Data entries ▸
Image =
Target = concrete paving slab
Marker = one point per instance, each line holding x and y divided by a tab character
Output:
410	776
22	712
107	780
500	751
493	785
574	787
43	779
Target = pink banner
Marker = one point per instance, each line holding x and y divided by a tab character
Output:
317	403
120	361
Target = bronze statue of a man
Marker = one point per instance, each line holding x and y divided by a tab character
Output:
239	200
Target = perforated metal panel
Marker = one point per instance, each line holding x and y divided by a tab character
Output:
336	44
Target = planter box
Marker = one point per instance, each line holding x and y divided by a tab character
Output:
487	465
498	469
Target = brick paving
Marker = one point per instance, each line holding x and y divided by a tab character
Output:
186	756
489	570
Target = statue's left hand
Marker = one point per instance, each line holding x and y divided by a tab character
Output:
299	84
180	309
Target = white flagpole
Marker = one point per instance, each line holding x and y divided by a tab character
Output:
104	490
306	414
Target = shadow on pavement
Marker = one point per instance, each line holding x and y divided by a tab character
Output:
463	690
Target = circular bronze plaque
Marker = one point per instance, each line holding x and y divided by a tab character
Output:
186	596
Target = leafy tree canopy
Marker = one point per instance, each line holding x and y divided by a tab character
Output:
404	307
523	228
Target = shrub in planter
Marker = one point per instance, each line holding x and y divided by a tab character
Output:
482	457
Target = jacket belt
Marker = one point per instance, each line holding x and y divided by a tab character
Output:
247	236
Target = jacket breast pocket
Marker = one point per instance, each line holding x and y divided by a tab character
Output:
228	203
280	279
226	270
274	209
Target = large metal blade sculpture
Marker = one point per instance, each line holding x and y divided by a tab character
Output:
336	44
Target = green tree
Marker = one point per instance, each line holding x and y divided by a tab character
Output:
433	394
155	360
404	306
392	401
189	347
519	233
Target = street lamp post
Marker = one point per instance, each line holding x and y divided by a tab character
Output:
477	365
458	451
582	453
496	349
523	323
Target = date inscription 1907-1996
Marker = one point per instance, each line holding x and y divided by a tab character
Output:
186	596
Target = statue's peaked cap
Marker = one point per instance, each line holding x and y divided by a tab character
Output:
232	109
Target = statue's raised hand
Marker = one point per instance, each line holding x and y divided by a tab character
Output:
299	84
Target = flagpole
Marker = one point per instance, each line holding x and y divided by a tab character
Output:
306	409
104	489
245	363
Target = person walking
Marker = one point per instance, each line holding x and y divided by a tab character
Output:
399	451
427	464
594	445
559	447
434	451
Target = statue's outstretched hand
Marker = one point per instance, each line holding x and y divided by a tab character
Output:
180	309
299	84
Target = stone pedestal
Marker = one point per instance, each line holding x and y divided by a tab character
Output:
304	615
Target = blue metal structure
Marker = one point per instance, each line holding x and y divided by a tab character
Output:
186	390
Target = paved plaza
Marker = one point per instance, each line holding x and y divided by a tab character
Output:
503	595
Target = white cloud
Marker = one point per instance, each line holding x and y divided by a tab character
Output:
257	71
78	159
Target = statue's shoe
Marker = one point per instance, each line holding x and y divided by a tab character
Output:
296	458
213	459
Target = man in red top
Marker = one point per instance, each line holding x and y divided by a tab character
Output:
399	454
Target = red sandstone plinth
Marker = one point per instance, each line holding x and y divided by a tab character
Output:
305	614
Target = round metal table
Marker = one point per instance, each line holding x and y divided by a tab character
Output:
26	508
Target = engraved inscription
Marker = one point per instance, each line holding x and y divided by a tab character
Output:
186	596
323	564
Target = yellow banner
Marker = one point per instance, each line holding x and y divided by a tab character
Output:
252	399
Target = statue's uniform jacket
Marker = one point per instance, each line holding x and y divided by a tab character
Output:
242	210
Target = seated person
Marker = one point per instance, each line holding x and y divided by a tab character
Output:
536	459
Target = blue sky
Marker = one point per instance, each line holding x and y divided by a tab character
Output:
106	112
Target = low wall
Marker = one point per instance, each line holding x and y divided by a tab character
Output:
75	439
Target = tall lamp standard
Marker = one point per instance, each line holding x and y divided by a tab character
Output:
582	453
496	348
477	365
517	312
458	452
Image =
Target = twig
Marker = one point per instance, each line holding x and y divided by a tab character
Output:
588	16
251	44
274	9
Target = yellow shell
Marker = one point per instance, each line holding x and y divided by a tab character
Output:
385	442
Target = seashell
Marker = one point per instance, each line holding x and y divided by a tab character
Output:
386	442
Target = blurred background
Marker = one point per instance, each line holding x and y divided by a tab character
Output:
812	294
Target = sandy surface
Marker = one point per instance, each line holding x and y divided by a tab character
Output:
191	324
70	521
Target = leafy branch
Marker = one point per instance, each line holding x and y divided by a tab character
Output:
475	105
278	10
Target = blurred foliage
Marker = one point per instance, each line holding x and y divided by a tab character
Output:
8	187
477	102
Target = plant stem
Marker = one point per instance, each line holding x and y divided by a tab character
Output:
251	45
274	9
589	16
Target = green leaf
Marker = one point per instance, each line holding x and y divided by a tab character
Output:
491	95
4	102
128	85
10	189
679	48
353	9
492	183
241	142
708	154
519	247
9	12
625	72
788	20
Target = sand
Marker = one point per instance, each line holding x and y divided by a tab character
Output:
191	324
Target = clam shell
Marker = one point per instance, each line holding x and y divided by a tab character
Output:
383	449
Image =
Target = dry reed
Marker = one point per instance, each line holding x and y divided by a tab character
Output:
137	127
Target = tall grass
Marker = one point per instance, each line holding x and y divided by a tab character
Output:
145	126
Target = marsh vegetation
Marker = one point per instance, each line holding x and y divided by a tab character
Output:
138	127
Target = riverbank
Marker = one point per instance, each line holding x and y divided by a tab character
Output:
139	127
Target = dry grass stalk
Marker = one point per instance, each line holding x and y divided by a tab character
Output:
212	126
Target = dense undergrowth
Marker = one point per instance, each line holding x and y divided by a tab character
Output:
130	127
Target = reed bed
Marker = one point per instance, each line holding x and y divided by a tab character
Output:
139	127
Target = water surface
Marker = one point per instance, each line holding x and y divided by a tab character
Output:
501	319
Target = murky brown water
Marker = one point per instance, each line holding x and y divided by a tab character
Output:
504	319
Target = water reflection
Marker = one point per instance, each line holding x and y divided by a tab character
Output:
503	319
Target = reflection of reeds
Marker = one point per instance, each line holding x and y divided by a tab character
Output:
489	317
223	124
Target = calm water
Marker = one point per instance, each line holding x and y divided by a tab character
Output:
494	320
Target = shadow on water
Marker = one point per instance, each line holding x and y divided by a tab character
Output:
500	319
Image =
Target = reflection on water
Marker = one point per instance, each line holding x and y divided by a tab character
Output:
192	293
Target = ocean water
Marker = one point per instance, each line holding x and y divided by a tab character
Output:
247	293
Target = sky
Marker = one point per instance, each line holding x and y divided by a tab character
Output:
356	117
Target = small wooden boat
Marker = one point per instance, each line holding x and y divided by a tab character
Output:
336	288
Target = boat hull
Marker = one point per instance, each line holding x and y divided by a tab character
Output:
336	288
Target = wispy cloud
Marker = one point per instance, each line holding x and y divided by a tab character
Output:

Instructions to follow ▸ Retype the entries one by one, exactly.

Result below ▸
Image =
Target = concrete paving slab
Marker = one point per instance, each line holding x and y divided by a tab character
Output:
410	776
22	712
107	780
500	751
493	785
574	787
43	779
Target = pink banner
Marker = one point per instance, each line holding x and y divided by a tab character
Output:
317	403
120	361
Target = bronze statue of a man
Marker = one point per instance, each line holding x and y divided by a tab character
Output:
239	200
Target = perforated metal panel
Marker = one point per instance, each line holding x and y divided by a tab character
Output:
336	44
Target = planter box
Marker = one point per instance, each line holding x and y divided by a tab character
Output:
487	465
498	469
Target = brick paving
Marker = one point per instance, each line holding x and y divided by a tab character
Output:
186	756
489	570
Target = statue's left hand
Marker = one point per instance, each line holding x and y divided by a tab character
Output:
299	84
180	309
Target = white flagpole
Marker = one point per instance, each line holding x and y divided by a tab character
Output:
104	490
306	414
Target = shadow on pavement
Marker = one point per instance, each line holding x and y divided by a tab character
Output:
463	690
Target = circular bronze plaque
Marker = one point per instance, each line holding x and y divided by a tab character
Output:
186	596
Target = leafy tree canopy
Marker = one point per instance, each line holding x and y divided by a tab character
Output:
404	307
523	228
Target = shrub in planter
Marker = one point per instance, each line holding x and y divided by a tab character
Output:
482	457
Target = jacket belt
Marker = one point per instance, each line holding x and y divided by a tab character
Output:
247	236
Target = jacket breast pocket
Marker = one point per instance, each line holding x and y divided by a tab character
Output:
228	203
280	279
226	270
274	209
Target = large metal blade sculpture
Marker = one point per instance, each line holding x and y divided by a tab character
Output:
336	44
Target = green tree
Marker = one point per instance, each line holding x and y divided by a tab character
Output:
433	394
155	360
404	306
392	401
189	347
519	233
Target = street lamp post
Marker = one point per instance, each line holding x and y divided by a tab character
Output:
477	365
458	451
582	453
496	349
523	323
Target = date inscription 1907-1996
Marker = one point per instance, each line holding x and y divided by a tab character
Output:
186	596
Target = statue's peaked cap
Marker = one point per instance, each line holding x and y divided by a tab character
Output:
232	109
Target = statue's raised hand
Marker = one point per instance, each line holding x and y divided by a tab character
Output:
299	84
Target = flagpole
Marker = one point per instance, each line holding x and y divided by a tab character
Output:
306	409
104	489
245	363
Target = person walking
Marker = one point per instance, each line holding x and y divided by a tab character
Output:
399	451
427	464
594	445
559	447
434	451
Target = statue's outstretched hand
Marker = one point per instance, each line holding x and y divided by a tab character
Output:
180	309
299	84
Target = stone pedestal
Marker = one point per instance, each line holding x and y divided by a tab character
Output:
304	615
Target = blue metal structure
Marker = one point per instance, each line holding x and y divided by a tab character
Output:
186	390
Target = paved plaza
Marker = one point per instance, each line holding x and y divided by a tab character
Output:
503	595
Target = white cloud
Marker = one point per instance, each line holding x and y divided by a tab character
Output:
257	71
78	159
Target = statue's shoe
Marker = one point per instance, each line holding x and y divided by a tab character
Output:
296	458
213	459
Target = man in red top
Marker = one point per instance, each line holding x and y divided by a tab character
Output:
399	454
Target = red sandstone plinth
Marker = one point per instance, each line holding x and y divided by a tab character
Output:
305	614
Target = round metal table
Marker = one point per instance, each line holding x and y divided by a tab character
Output:
26	508
Target = engraved inscription
Marker = one point per instance, each line holding x and y divided by a tab character
Output:
186	596
323	564
Target = yellow banner
Marker = one point per instance, each line holding x and y divided by a tab character
Output:
252	399
Target = statue's uniform jacket
Marker = one point per instance, each line holding x and y divided by a tab character
Output:
242	210
Target = seated person
Marker = one point per instance, each line holding x and y divided by a tab character
Output:
536	459
Target = blue sky
Marker = one point per instance, each line holding x and y divided by a tab character
Output:
106	112
Target = low wall
Marker = one point per instance, each line holding x and y divided by a tab character
Output:
75	439
Target = tall lamp standard
Marker = one point per instance, each line holding x and y divided by a tab character
Output:
582	453
496	348
477	365
517	312
458	452
Image =
Target = twig
Marker = one point per instance, each line holding x and y divided by a tab character
Output:
588	16
251	44
274	9
Target = yellow shell
Marker = one point per instance, each line holding x and y divided by a tab character
Output:
385	442
Target = seashell
Marker = one point per instance, each line holding x and y divided by a tab character
Output:
386	442
Target = blurred background
Marker = one point per instance, each line holding x and y divided by a tab character
Output:
812	294
Target = sandy surface
Marker = one point per instance, each line holding x and y divided by a tab character
Output:
191	324
70	521
Target = leafy branch
Marker = one point per instance, each line holding x and y divided by a tab character
Output:
475	105
278	10
Target = blurred foliage
Marker = one point per instance, each line holding x and y divided by a tab character
Output:
8	187
477	102
Target = plant stem
Marker = one point per instance, each line holding x and y divided by a tab character
Output:
251	45
274	9
589	16
Target = green leaf
Marker = one point per instance, each line holding x and y divided by a tab character
Output:
491	95
4	102
128	85
10	189
679	48
353	9
492	183
241	142
708	154
519	247
9	12
625	72
788	20
Target = sand
Marker = one point per instance, each line holding x and y divided by a tab character
Output:
191	324
Target = clam shell
Marker = one point per instance, each line holding x and y divided by a tab character
Output:
383	449
Image =
Target = dry reed
Marker = one point per instance, each line holding x and y divided by a tab character
Output:
137	127
Target = tall grass
Marker = one point per instance, each line holding x and y divided by a tab character
Output:
145	126
Target = marsh vegetation
Marker = one point per instance, each line holding x and y divided by a tab character
Output:
138	127
Target = riverbank
Marker = one point per instance, each line holding x and y divided by a tab character
Output:
139	127
Target = dry grass stalk
Marker = one point per instance, each line holding x and y divided by a tab character
Output:
212	126
Target = dense undergrowth
Marker = one point per instance, each line holding x and y divided by a tab character
Output:
130	127
Target = reed bed
Marker = one point per instance, each line holding x and y divided by a tab character
Output:
139	127
Target = water surface
Marker = one point per instance, each line holding x and y divided by a tab character
Output:
501	319
Target = murky brown water
Marker = one point per instance, each line holding x and y divided by a tab character
Output:
504	319
Target = water reflection
Marker = one point per instance, each line holding x and y divided by a tab character
Output:
503	319
Target = reflection of reeds
Marker = one point per instance, each line holding x and y divided by a tab character
Output:
489	317
223	124
Target = calm water
Marker = one point per instance, each line holding x and y divided by a tab character
Output:
494	320
Target = shadow on water
Marker = one point per instance, each line holding x and y divided by a tab character
Output:
500	319
Image =
Target = reflection on water
Marker = one point per instance, each line holding x and y divided by a tab character
Output:
192	293
Target = ocean water
Marker = one point per instance, each line holding x and y divided by a tab character
Output:
247	293
Target = sky
Marker = one point per instance, each line holding x and y divided by a tab character
Output:
356	117
Target = small wooden boat
Marker = one point per instance, each line holding x and y divided by a tab character
Output:
336	288
Target = boat hull
Marker = one point per instance, each line holding x and y divided by a tab character
Output:
336	288
Target = wispy cloud
Marker = one point per instance, each line holding x and y divided by a tab character
Output:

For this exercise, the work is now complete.